• [Excerto de origem]:
################
Remeto para a resposta acima. Passaram ainda poucos meses para que se consiga avaliar eventuais melhorias na autonomia dos CIC como resultado deste Despacho, mas será essencial manter monitorização para avaliação destas medidas.
HN – O Barómetro evidencia uma elevada cooperação dos CIC com a Indústria Farmacêutica, mas uma reduzida colaboração com as Associações de Doentes. Que fatores contribuem para esta discrepância e de que forma é que uma maior colaboração com as Associações de Doentes poderia beneficiar a investigação clínica?
A elevada cooperação dos CIC com a Indústria Farmacêutica é um resultado expectável. As empresas farmacêuticas são as principais promotoras de ensaios clínicos, a base da atividade dos CIC, o que resulta necessariamente numa relevância operacional e económica destas colaborações. Infelizmente, muitas Associações de Doentes têm recursos humanos e financeiros reduzidos, dificultando uma interação mais estruturada com os CIC e limitando a capacidade de contribuição prática em projetos complexos. Por isso mesmo, seria muito relevante desenvolver iniciativas ou plataformas a nível nacional para promover interações regulares entre os CIC e Associações de Doentes.
Há inúmeros benefícios resultantes da proximidade dos CIC às Associações de Doentes, nomeadamente porque podem ajudar os CIC a desenhar ensaios que considerem as necessidades reais dos pacientes, melhorando a relevância clínica e a adesão aos estudos. Também na questão do recrutamento, uma das grandes dificuldades sentidas pelos CIC, as Associações de Doentes podem atuar como aliados estratégicos no recrutamento e retenção de participantes, pois têm acesso direto a comunidades de doentes, especialmente para doenças raras ou difíceis de identificar.
HN – Apesar de 42% dos CIC avaliarem o seu nível de digitalização como elevado ou muito elevado, 29% ainda consideram o seu nível de digitalização como baixo ou muito baixo. Quais são os principais desafios enfrentados pelos CIC no processo de transformação digital e que medidas podem ser tomadas para acelerar esta transição?
################
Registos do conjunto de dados
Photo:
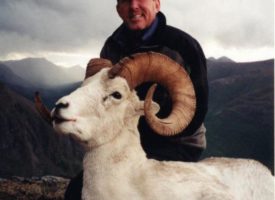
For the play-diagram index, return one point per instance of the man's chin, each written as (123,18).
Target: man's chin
(136,26)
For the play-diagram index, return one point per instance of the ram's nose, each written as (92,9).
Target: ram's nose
(56,114)
(61,105)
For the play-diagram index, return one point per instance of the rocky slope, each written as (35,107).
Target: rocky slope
(28,145)
(44,188)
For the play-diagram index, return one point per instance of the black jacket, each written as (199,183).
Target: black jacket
(182,48)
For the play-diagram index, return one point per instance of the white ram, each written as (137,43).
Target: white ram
(103,115)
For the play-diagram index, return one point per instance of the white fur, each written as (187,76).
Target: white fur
(116,167)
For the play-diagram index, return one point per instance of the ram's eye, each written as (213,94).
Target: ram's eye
(116,95)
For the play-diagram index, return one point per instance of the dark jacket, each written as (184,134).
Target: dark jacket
(184,49)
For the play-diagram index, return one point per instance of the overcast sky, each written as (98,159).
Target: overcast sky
(70,32)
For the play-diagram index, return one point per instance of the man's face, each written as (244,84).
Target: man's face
(138,14)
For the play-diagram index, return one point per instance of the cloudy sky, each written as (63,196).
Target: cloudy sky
(70,32)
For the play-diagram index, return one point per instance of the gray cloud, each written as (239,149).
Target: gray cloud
(32,26)
(234,23)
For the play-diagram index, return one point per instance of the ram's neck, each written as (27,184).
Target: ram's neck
(115,160)
(123,151)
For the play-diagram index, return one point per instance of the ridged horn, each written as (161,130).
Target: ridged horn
(155,67)
(95,65)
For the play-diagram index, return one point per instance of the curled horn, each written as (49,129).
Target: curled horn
(155,67)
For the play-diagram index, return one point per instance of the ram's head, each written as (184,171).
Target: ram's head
(107,99)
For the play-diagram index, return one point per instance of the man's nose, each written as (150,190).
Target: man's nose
(134,3)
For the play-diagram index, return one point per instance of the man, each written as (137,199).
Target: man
(144,29)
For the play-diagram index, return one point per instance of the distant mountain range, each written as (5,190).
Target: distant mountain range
(239,122)
(41,73)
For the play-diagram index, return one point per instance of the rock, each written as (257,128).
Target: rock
(35,188)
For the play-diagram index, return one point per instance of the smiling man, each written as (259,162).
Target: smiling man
(144,29)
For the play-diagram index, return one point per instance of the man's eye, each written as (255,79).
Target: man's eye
(116,95)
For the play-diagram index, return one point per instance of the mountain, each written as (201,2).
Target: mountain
(42,73)
(28,145)
(240,116)
(7,76)
(239,120)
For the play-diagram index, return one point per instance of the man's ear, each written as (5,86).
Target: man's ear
(118,9)
(140,108)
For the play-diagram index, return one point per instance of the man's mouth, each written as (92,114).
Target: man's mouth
(136,17)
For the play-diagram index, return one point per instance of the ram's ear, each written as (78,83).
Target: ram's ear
(140,108)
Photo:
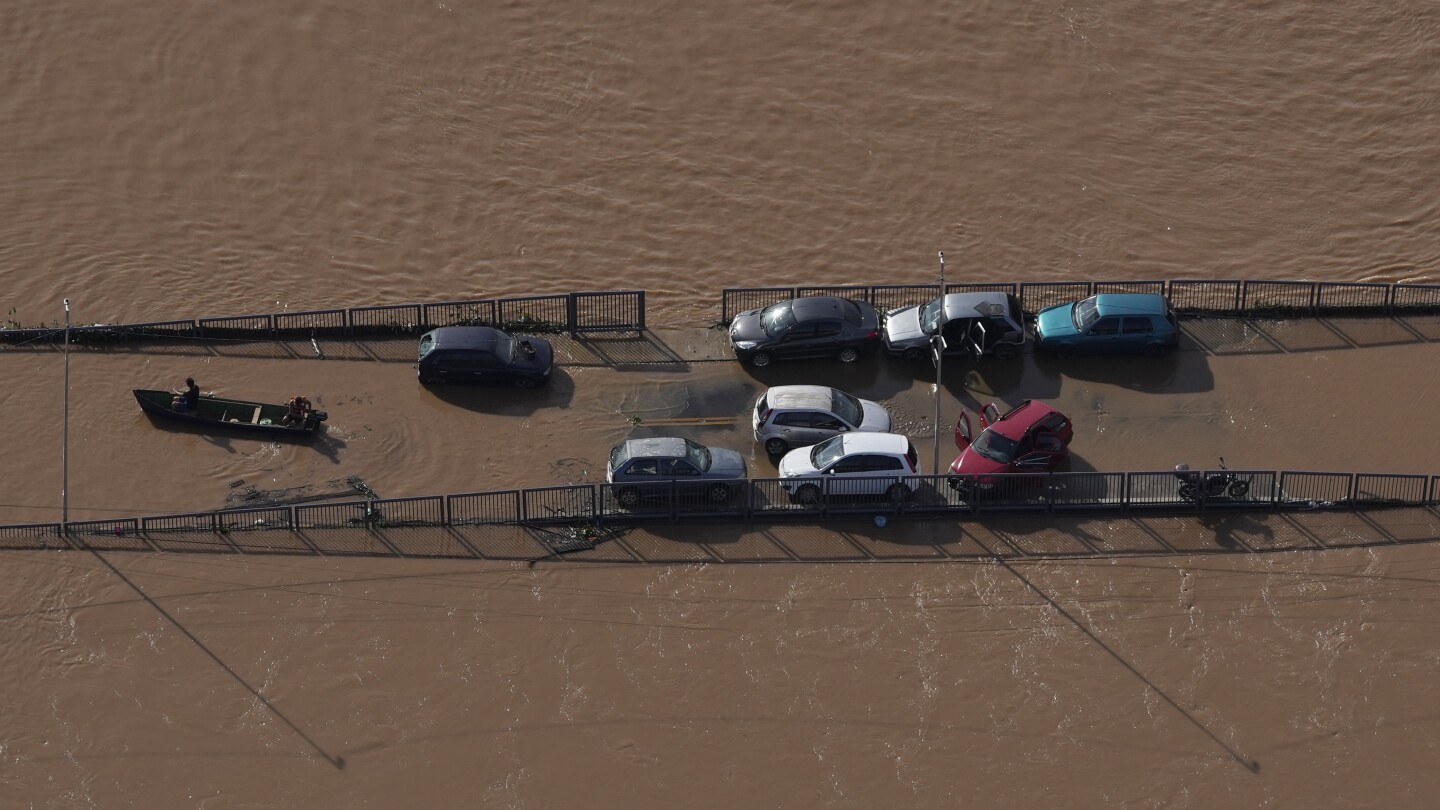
################
• [Tarefa atribuída]:
Consegue retomar a entrevista sobre os centros de investigação clínica e prossegui-la a partir da última frase do excerto? As entradas provêm de uma fonte diferente da do excerto.

• [Resposta]:
A encabeçar a lista de desafios à transformação digital nos CIC encontra-se uma lacuna significativa em termos de formação e capacitação de recursos humanos para operar e otimizar o uso de tecnologias avançadas. A isto se alia geralmente alguma resistência à mudança – a transição digital pode enfrentar barreiras culturais, com profissionais habituados a métodos tradicionais que hesitam em adotar novas ferramentas e processos. Por outro lado, temos o desafio da falta de financiamento dedicado; a implementação de tecnologias digitais, como sistemas de gestão de ensaios clínicos (CTMS) e ferramentas de captura eletrónica de dados (EDC), exige investimentos significativos, muitas vezes indisponíveis nos orçamentos dos CIC. A fragmentação de sistemas informáticos é outro desafio, porque muitos CIC utilizam plataformas e processos desconectados, o que resulta em duplicação de esforços, maior risco de erros e dificuldades na integração de dados.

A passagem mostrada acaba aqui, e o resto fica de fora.